Write out the rows below word for word, omitting the pictures.

(Point-based annotation data)
________________________
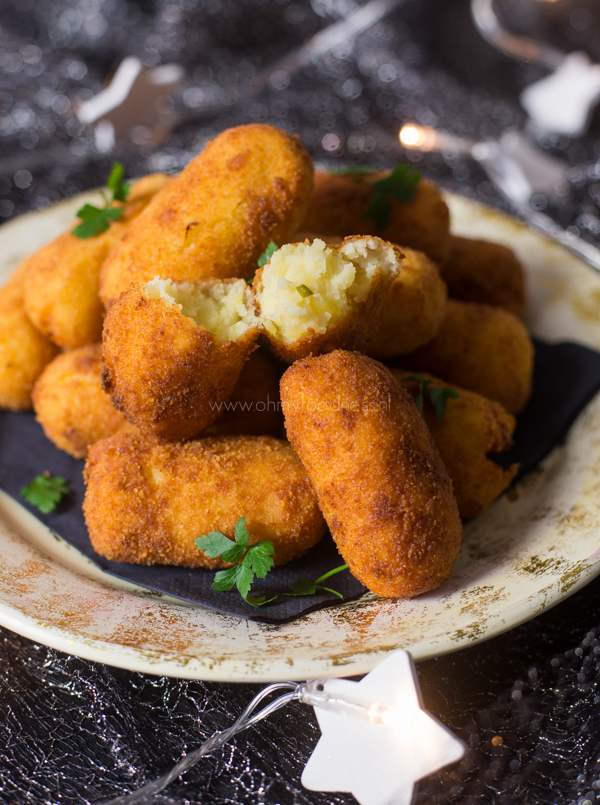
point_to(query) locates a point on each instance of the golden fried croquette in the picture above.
(70, 405)
(486, 273)
(61, 292)
(380, 481)
(481, 348)
(173, 352)
(254, 408)
(313, 298)
(471, 429)
(147, 502)
(413, 308)
(24, 352)
(338, 203)
(248, 187)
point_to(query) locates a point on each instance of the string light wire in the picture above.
(247, 719)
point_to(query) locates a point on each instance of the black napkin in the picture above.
(566, 377)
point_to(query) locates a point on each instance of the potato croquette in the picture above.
(146, 503)
(486, 273)
(481, 348)
(70, 405)
(471, 429)
(380, 481)
(173, 353)
(338, 203)
(254, 408)
(413, 308)
(24, 352)
(314, 298)
(61, 292)
(249, 186)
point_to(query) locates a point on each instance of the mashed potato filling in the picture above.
(311, 287)
(219, 307)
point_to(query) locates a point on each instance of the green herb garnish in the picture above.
(400, 184)
(437, 395)
(308, 587)
(95, 220)
(45, 492)
(304, 291)
(252, 561)
(267, 254)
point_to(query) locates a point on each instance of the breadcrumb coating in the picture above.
(24, 352)
(413, 308)
(481, 348)
(70, 405)
(61, 290)
(249, 186)
(380, 481)
(147, 502)
(472, 429)
(168, 372)
(338, 203)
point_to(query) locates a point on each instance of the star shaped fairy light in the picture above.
(377, 740)
(134, 97)
(563, 101)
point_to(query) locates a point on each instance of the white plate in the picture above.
(526, 553)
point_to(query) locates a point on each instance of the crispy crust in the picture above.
(70, 405)
(249, 186)
(146, 503)
(472, 428)
(24, 352)
(413, 308)
(169, 376)
(61, 289)
(486, 273)
(338, 203)
(254, 408)
(381, 483)
(353, 332)
(481, 348)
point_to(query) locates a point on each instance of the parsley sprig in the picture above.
(252, 561)
(95, 220)
(267, 254)
(437, 395)
(45, 492)
(400, 184)
(307, 587)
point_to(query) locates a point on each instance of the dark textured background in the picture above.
(527, 703)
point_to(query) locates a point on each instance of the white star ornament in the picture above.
(378, 758)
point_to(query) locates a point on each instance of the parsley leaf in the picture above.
(400, 184)
(95, 220)
(379, 210)
(304, 291)
(45, 492)
(267, 254)
(115, 184)
(252, 561)
(438, 398)
(437, 395)
(307, 587)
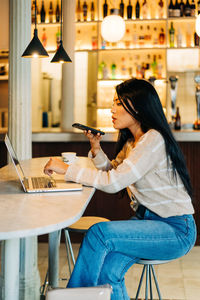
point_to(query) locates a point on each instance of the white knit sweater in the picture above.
(143, 171)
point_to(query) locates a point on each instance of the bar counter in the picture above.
(52, 142)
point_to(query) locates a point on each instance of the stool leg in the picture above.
(156, 283)
(140, 283)
(147, 282)
(150, 282)
(69, 249)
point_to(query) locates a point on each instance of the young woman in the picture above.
(150, 165)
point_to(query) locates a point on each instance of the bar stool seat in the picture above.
(149, 268)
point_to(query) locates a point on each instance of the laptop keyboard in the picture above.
(42, 182)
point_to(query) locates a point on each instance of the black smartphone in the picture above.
(83, 127)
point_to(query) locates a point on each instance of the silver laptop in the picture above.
(40, 184)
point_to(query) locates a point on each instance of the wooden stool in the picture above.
(148, 266)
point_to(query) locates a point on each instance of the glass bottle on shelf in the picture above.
(137, 10)
(161, 37)
(192, 6)
(187, 10)
(105, 9)
(57, 12)
(160, 9)
(33, 12)
(78, 11)
(154, 66)
(94, 39)
(188, 36)
(121, 9)
(171, 9)
(113, 71)
(92, 12)
(135, 36)
(144, 10)
(198, 7)
(177, 124)
(160, 67)
(78, 39)
(44, 37)
(171, 35)
(179, 38)
(42, 13)
(182, 8)
(85, 7)
(177, 10)
(129, 10)
(196, 39)
(51, 12)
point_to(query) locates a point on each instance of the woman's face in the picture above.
(120, 117)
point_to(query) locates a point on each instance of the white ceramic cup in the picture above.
(68, 157)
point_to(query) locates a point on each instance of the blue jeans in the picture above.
(109, 249)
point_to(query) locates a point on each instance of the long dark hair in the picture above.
(140, 99)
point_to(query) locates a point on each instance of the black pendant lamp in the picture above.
(35, 47)
(61, 55)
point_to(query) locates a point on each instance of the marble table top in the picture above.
(23, 214)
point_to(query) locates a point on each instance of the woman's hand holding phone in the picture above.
(94, 141)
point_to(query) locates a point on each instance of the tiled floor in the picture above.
(178, 280)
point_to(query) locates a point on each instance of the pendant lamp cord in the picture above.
(35, 14)
(61, 22)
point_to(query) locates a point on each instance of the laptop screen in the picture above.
(14, 158)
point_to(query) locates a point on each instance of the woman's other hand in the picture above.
(94, 141)
(55, 165)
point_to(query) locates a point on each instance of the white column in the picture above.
(19, 122)
(20, 133)
(67, 117)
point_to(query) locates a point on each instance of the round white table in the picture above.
(25, 215)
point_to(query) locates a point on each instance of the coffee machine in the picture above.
(173, 93)
(197, 94)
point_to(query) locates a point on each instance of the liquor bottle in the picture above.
(57, 12)
(161, 9)
(58, 37)
(44, 37)
(179, 38)
(144, 10)
(177, 10)
(192, 6)
(161, 37)
(159, 66)
(171, 35)
(188, 36)
(187, 10)
(105, 9)
(121, 9)
(177, 124)
(94, 39)
(196, 39)
(92, 11)
(50, 12)
(113, 71)
(85, 11)
(198, 7)
(129, 10)
(137, 10)
(78, 11)
(42, 13)
(182, 8)
(154, 66)
(171, 9)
________________________
FINISHED EXERCISE:
point_to(query) locates a point on each instance of the golden fried croquette in the picture above.
(70, 405)
(486, 273)
(61, 292)
(380, 481)
(481, 348)
(173, 352)
(254, 408)
(313, 298)
(471, 429)
(147, 502)
(413, 308)
(24, 352)
(338, 203)
(248, 187)
point_to(query) locates a point on each instance of the string light wire in the picture above.
(247, 719)
point_to(query) locates a point on each instance of the black napkin in the picture above.
(566, 377)
point_to(query) locates a point on each instance of the potato croquette in the picture above.
(146, 503)
(486, 273)
(481, 348)
(70, 405)
(471, 429)
(380, 481)
(173, 353)
(338, 203)
(254, 408)
(413, 308)
(24, 352)
(314, 298)
(61, 292)
(249, 186)
point_to(query) locates a point on each instance of the mashed potato filling in the picture above.
(311, 287)
(219, 307)
point_to(query) locates a point on each instance of the green herb garnish in the picture above.
(400, 184)
(437, 395)
(308, 587)
(95, 220)
(45, 492)
(304, 291)
(252, 561)
(267, 254)
point_to(query) locates a point on each instance of the breadcrumb coating in the picture above.
(24, 352)
(413, 308)
(481, 348)
(70, 405)
(61, 290)
(249, 186)
(380, 481)
(147, 502)
(472, 429)
(168, 372)
(338, 203)
point_to(query) locates a point on each instance of the star shaped fairy light in the picture above.
(377, 740)
(134, 97)
(563, 101)
point_to(query) locates a point on each instance of the white plate in the picture above.
(526, 553)
point_to(query) locates a point on each instance of the crispy crust in the picture above.
(70, 405)
(249, 186)
(146, 503)
(472, 428)
(24, 352)
(413, 308)
(169, 376)
(61, 289)
(486, 273)
(338, 203)
(254, 408)
(381, 483)
(353, 332)
(481, 348)
point_to(query) locates a point on each instance of the parsley sprig in the picture above.
(252, 561)
(95, 220)
(267, 254)
(437, 395)
(45, 492)
(400, 184)
(307, 587)
point_to(query) locates a point on each instance of the dark textured background in the picture above.
(527, 703)
point_to(query) locates a point on each instance of the white star ornament in the picture above.
(378, 758)
point_to(query) locates a point on each instance of the parsley leaf in the picture above.
(400, 184)
(95, 220)
(379, 210)
(304, 291)
(45, 492)
(267, 254)
(115, 184)
(252, 561)
(438, 398)
(437, 395)
(307, 587)
point_to(query) locates a point on each instance of the white knit sweater in the picture above.
(143, 171)
point_to(query) locates a point on each instance of the bar counter in the picture above.
(52, 142)
point_to(query) locates a point on each instance of the stool leg in the picture above.
(156, 283)
(140, 283)
(147, 282)
(150, 282)
(69, 249)
point_to(query) locates a point on each instance of the young woman in the picture above.
(150, 165)
point_to(query) locates a point on each instance of the bar stool seat in the picture above.
(149, 268)
point_to(query) locates a point on each instance of the laptop keyboard in the picture above.
(42, 182)
point_to(query) locates a point on each instance of the black smartphone in the picture above.
(83, 127)
point_to(query) locates a point on each instance of the silver laptop in the picture above.
(40, 184)
point_to(query) locates a point on each instance of the wooden stool in the picture above.
(148, 266)
point_to(query) locates a point on each instance of the glass bottle on shelf in the picture above.
(137, 10)
(161, 37)
(192, 6)
(187, 10)
(105, 9)
(57, 12)
(160, 9)
(33, 12)
(78, 11)
(154, 66)
(94, 39)
(188, 36)
(121, 9)
(171, 9)
(113, 71)
(92, 12)
(135, 36)
(144, 10)
(198, 7)
(177, 124)
(160, 67)
(78, 39)
(44, 37)
(171, 35)
(179, 38)
(42, 13)
(182, 8)
(85, 7)
(177, 10)
(129, 10)
(196, 39)
(51, 12)
point_to(query) locates a point on each instance of the woman's face in the picture above.
(120, 117)
point_to(query) locates a point on each instance of the white ceramic cup in the picture above.
(68, 157)
point_to(query) locates a point on each instance of the blue jeans in the picture above.
(109, 249)
point_to(query) locates a point on each instance of the long dark hair in the picture above.
(140, 99)
point_to(query) locates a point on each instance of the black pendant lamp in the picture above.
(35, 47)
(61, 55)
point_to(query) locates a point on each instance of the marble table top in the picture above.
(23, 214)
point_to(query) locates a point on each instance of the woman's hand holding phone in the picture above.
(94, 141)
point_to(query) locates a point on each instance of the tiled floor in the picture above.
(178, 280)
point_to(query) locates a point on each instance of the pendant lamp cord in the picture above.
(35, 14)
(61, 22)
point_to(query) locates a point on each instance of the laptop screen in the picture above.
(14, 158)
point_to(query) locates a point on each instance of the woman's other hand in the picture above.
(94, 141)
(55, 165)
point_to(query) locates a point on each instance of the white column in the picture above.
(19, 122)
(20, 133)
(67, 117)
point_to(query) locates a point on each instance of the round white table in the picture above.
(25, 215)
point_to(query) locates a point on each instance of the coffee machine in the picture above.
(173, 93)
(197, 94)
point_to(query) locates a point on each instance of the liquor bottle in the picture above.
(57, 12)
(161, 9)
(58, 37)
(44, 37)
(179, 38)
(144, 10)
(177, 10)
(192, 6)
(161, 37)
(159, 66)
(171, 35)
(188, 36)
(187, 10)
(105, 9)
(121, 9)
(177, 124)
(94, 39)
(196, 39)
(92, 11)
(50, 12)
(113, 71)
(85, 11)
(198, 7)
(129, 10)
(137, 10)
(78, 11)
(42, 13)
(182, 8)
(154, 66)
(171, 9)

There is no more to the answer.